- What the task asks -
From the line with "Point out the dark colored" to the line with "Point out the yellow sports", retype every line exactly, including those two, and leave out the rest of the data below.

[Saved data entries]
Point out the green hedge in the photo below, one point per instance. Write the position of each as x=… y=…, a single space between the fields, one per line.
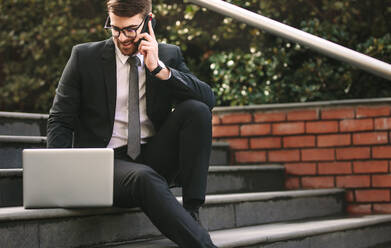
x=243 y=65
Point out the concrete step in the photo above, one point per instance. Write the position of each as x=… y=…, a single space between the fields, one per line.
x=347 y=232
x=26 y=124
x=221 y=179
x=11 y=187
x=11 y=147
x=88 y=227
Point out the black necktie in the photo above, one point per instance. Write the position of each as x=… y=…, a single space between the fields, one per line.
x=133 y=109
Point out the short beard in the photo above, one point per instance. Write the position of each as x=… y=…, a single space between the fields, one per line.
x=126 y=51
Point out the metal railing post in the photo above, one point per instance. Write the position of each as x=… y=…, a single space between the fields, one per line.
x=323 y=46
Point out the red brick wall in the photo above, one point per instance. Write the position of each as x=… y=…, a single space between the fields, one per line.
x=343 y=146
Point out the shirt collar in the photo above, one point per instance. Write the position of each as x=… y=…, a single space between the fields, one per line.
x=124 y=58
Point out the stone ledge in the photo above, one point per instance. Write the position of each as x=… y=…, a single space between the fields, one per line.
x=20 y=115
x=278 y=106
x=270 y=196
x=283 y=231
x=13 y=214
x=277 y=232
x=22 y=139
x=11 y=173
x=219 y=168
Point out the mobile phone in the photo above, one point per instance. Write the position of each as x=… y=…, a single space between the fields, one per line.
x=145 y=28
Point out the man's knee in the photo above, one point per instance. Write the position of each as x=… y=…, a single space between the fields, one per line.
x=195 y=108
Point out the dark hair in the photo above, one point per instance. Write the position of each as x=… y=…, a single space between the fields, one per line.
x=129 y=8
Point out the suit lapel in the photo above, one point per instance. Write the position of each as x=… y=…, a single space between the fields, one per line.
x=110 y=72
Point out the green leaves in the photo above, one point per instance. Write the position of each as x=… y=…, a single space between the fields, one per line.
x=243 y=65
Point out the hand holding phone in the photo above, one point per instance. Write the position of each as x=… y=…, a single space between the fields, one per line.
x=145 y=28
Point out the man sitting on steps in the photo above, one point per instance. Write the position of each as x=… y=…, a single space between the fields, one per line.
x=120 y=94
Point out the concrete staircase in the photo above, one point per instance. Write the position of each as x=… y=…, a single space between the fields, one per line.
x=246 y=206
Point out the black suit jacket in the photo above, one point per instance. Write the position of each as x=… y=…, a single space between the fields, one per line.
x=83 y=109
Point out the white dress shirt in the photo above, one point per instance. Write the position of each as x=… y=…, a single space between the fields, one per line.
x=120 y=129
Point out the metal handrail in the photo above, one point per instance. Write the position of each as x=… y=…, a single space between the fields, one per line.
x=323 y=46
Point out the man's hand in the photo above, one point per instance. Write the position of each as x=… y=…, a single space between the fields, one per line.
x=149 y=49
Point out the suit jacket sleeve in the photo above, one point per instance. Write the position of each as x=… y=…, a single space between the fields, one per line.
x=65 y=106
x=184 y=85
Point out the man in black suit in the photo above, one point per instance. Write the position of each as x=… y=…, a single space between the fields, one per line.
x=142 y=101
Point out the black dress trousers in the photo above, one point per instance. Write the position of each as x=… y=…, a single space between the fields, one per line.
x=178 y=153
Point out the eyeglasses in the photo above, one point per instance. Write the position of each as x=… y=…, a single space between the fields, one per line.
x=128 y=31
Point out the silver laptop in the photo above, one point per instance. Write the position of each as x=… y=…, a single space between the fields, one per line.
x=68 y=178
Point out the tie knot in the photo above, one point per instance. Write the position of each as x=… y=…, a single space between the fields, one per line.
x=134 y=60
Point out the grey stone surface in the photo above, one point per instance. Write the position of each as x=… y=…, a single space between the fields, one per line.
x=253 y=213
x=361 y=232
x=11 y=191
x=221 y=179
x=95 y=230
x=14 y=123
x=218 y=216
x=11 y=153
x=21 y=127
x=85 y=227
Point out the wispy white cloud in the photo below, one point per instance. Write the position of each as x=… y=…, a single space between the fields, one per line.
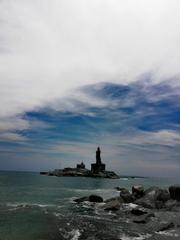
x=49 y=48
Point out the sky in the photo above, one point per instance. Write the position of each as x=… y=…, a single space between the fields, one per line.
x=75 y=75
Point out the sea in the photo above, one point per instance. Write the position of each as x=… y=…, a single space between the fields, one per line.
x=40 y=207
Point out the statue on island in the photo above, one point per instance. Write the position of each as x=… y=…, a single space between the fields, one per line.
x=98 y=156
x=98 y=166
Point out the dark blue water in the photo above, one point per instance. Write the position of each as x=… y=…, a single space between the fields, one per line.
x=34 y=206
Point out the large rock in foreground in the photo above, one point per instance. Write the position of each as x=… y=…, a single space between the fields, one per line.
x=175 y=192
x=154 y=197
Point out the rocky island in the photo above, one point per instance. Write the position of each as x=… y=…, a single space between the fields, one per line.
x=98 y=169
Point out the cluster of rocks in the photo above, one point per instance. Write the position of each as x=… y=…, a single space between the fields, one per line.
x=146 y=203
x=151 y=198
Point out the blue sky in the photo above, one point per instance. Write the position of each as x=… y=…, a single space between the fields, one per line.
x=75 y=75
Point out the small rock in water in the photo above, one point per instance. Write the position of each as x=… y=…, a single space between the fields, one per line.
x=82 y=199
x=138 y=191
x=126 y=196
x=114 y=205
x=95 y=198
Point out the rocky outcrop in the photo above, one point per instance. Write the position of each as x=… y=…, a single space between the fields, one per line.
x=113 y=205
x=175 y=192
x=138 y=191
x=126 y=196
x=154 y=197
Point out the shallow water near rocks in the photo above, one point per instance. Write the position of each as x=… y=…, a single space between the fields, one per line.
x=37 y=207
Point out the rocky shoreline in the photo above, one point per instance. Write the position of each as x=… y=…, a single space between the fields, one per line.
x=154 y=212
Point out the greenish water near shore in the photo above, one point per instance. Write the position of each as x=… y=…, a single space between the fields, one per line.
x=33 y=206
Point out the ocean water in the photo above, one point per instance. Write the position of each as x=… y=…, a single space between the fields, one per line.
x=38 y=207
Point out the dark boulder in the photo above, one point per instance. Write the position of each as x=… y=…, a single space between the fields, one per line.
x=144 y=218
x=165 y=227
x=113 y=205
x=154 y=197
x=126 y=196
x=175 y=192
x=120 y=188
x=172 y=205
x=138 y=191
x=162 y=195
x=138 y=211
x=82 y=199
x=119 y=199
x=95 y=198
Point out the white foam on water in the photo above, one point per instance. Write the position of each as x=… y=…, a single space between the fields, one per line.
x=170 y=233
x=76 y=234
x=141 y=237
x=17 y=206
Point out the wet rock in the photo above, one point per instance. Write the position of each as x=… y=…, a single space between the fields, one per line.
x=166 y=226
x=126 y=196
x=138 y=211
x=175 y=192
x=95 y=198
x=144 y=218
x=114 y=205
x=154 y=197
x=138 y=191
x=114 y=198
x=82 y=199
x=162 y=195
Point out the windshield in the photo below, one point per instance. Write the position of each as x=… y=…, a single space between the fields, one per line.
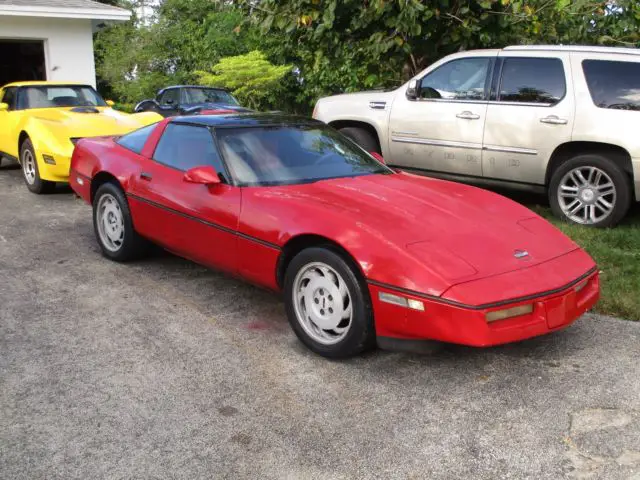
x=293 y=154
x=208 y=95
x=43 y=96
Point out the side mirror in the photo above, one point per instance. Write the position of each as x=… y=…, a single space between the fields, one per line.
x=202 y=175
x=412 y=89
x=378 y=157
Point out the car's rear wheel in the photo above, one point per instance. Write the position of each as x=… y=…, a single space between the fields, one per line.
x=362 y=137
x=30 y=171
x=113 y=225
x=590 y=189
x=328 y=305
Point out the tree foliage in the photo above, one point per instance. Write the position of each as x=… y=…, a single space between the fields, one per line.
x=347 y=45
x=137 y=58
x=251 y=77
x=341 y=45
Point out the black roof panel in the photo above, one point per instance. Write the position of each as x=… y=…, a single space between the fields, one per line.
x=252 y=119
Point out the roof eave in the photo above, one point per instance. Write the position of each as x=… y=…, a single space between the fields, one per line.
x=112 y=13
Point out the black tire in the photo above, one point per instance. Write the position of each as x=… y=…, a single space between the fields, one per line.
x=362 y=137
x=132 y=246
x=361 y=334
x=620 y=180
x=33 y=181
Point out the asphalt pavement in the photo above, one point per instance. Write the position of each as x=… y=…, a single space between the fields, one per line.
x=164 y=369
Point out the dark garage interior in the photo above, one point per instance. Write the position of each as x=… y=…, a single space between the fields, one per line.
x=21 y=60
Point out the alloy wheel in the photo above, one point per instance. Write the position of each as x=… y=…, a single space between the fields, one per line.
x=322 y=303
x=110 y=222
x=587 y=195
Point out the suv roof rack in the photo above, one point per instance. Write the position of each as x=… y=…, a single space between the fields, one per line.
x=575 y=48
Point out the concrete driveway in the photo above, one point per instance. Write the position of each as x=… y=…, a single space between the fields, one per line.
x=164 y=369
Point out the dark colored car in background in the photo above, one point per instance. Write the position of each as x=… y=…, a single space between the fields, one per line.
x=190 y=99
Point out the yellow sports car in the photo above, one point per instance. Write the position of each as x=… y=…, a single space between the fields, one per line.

--

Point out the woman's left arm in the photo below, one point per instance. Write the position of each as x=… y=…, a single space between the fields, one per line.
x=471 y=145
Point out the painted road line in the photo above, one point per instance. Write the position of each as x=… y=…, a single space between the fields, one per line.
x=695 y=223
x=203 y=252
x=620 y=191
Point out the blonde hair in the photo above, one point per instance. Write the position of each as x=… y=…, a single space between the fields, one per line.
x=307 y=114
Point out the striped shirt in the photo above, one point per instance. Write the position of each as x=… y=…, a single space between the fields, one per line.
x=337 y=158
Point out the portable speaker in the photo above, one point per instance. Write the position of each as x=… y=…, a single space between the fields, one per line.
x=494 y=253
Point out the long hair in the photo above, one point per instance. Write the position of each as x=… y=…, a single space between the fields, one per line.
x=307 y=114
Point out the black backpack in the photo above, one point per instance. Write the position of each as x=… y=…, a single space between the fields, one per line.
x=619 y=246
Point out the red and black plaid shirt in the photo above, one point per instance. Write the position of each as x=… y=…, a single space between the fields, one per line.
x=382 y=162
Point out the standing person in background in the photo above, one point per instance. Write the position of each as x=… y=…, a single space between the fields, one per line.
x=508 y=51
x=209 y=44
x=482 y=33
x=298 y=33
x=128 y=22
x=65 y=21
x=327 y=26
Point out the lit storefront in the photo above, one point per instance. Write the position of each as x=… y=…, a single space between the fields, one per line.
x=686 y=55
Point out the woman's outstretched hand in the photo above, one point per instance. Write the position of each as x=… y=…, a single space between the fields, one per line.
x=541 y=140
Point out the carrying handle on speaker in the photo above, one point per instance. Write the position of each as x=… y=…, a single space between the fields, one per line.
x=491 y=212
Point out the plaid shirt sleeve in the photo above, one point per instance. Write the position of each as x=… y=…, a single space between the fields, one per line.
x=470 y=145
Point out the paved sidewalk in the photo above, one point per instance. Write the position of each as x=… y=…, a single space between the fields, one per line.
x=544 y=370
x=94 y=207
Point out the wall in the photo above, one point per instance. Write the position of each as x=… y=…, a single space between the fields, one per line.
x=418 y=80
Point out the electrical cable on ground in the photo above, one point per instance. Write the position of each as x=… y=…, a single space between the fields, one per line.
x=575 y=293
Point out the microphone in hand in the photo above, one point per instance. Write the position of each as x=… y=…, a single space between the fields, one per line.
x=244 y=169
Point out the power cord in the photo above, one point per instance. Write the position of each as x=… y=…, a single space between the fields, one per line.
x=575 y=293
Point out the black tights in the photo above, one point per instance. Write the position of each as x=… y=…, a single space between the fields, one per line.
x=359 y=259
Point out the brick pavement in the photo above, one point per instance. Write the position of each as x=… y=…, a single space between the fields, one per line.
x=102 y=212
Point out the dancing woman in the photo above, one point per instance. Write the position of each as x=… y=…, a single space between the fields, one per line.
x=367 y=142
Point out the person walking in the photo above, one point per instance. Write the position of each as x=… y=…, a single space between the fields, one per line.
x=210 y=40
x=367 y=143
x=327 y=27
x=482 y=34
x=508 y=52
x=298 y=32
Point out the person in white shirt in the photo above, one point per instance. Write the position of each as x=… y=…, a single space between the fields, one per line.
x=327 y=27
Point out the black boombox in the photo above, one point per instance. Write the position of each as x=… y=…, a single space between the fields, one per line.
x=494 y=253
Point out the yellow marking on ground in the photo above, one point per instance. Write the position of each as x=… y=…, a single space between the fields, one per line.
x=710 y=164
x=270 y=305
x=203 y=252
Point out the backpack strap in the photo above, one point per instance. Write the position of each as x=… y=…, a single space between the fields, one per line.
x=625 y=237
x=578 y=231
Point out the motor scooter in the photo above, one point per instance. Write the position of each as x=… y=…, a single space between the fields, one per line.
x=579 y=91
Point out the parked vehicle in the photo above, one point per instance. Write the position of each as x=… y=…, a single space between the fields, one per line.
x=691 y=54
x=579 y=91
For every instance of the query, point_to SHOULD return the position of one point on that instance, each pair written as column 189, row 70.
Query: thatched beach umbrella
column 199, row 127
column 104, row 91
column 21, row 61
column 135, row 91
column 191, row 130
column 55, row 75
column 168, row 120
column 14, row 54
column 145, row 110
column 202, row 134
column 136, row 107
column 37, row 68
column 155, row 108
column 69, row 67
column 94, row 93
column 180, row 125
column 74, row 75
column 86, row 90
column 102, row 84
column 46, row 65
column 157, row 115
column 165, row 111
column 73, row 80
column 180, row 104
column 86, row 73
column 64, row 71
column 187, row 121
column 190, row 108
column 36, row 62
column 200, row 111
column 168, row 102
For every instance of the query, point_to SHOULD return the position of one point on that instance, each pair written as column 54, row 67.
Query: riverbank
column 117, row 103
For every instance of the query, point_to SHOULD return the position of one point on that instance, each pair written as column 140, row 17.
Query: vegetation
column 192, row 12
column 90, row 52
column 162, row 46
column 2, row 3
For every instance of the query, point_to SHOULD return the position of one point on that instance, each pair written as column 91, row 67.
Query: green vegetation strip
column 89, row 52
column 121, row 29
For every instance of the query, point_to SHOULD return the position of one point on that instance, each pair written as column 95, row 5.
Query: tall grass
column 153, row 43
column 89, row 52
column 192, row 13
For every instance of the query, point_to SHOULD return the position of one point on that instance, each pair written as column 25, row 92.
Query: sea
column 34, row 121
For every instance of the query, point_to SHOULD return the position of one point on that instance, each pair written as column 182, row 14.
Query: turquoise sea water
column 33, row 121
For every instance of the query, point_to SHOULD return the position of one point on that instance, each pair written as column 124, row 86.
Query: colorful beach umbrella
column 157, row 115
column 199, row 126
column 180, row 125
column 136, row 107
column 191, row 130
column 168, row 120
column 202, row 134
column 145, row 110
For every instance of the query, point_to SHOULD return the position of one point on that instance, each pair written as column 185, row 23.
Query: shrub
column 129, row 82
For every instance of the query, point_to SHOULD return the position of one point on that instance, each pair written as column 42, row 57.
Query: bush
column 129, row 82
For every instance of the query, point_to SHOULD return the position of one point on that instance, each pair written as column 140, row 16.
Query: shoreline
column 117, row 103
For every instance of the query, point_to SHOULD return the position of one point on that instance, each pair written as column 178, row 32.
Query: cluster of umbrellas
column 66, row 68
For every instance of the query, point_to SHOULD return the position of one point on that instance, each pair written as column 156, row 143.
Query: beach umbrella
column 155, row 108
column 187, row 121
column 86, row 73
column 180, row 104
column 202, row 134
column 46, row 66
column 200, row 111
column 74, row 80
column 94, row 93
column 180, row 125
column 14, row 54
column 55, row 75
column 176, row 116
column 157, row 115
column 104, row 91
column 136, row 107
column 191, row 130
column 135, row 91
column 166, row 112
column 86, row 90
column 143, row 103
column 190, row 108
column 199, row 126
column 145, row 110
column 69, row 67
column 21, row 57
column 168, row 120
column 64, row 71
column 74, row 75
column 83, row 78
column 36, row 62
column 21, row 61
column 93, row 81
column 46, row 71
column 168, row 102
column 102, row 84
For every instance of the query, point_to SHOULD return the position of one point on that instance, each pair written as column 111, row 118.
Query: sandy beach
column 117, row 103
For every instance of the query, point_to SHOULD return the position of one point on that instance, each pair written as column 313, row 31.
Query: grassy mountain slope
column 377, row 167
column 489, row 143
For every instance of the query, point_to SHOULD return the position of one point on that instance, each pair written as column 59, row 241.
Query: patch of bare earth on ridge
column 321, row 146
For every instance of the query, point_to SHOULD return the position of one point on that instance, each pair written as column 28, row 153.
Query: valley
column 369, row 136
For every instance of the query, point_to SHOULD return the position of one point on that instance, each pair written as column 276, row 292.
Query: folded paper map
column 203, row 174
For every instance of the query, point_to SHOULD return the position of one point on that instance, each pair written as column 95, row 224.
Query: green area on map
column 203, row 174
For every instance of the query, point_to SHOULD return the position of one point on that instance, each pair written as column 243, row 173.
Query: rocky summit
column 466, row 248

==

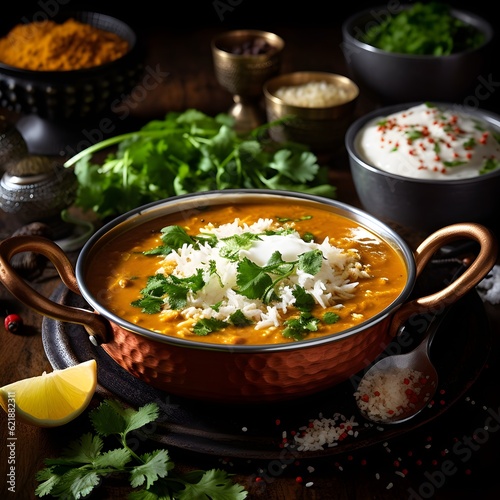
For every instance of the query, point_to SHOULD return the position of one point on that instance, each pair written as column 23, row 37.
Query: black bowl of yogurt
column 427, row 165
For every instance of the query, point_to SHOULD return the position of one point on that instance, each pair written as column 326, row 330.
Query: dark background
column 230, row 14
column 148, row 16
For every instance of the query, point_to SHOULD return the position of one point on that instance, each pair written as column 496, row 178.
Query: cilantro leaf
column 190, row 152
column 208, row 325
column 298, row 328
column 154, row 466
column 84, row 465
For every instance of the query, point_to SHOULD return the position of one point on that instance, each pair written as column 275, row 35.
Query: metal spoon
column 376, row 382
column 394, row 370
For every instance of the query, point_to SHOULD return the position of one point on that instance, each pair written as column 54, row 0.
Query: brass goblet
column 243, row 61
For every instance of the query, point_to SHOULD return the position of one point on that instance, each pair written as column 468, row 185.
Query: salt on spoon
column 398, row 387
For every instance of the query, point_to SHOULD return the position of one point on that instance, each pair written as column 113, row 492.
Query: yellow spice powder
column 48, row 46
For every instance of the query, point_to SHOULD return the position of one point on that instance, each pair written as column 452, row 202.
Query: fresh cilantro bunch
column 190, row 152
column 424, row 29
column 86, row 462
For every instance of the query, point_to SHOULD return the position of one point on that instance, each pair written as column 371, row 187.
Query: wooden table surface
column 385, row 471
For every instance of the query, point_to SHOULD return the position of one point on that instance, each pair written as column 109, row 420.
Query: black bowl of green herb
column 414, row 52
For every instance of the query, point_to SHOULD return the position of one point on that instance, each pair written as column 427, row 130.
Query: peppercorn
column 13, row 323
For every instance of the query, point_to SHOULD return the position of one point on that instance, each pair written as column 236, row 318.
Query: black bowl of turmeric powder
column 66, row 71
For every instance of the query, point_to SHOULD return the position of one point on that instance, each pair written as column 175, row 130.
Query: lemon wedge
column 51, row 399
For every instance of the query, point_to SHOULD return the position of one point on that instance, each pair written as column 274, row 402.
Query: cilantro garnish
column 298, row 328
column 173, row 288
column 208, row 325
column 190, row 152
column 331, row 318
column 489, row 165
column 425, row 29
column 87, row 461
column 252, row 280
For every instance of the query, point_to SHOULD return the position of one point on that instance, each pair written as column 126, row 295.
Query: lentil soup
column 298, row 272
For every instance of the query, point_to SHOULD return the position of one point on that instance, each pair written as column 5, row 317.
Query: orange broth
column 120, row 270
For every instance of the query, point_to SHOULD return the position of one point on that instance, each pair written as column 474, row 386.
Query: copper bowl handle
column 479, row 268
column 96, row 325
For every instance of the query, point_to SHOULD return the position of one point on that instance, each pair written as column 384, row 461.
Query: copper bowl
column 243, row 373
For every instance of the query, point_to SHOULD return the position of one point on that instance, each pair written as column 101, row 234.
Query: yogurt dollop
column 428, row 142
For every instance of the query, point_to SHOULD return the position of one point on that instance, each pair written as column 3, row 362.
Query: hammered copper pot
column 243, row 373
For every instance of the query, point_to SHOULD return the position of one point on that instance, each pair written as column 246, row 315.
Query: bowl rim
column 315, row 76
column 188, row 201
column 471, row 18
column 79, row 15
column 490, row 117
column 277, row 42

- Final answer -
Point out the dark colored car in background in the photo above, one point per instance. Write the position of each as x=… y=…, a single space between the fields, one per line.
x=190 y=99
Point out the yellow sports car in the photo above, one point per instance. Write the position of each as x=… y=…, a single space between the fields, one per line.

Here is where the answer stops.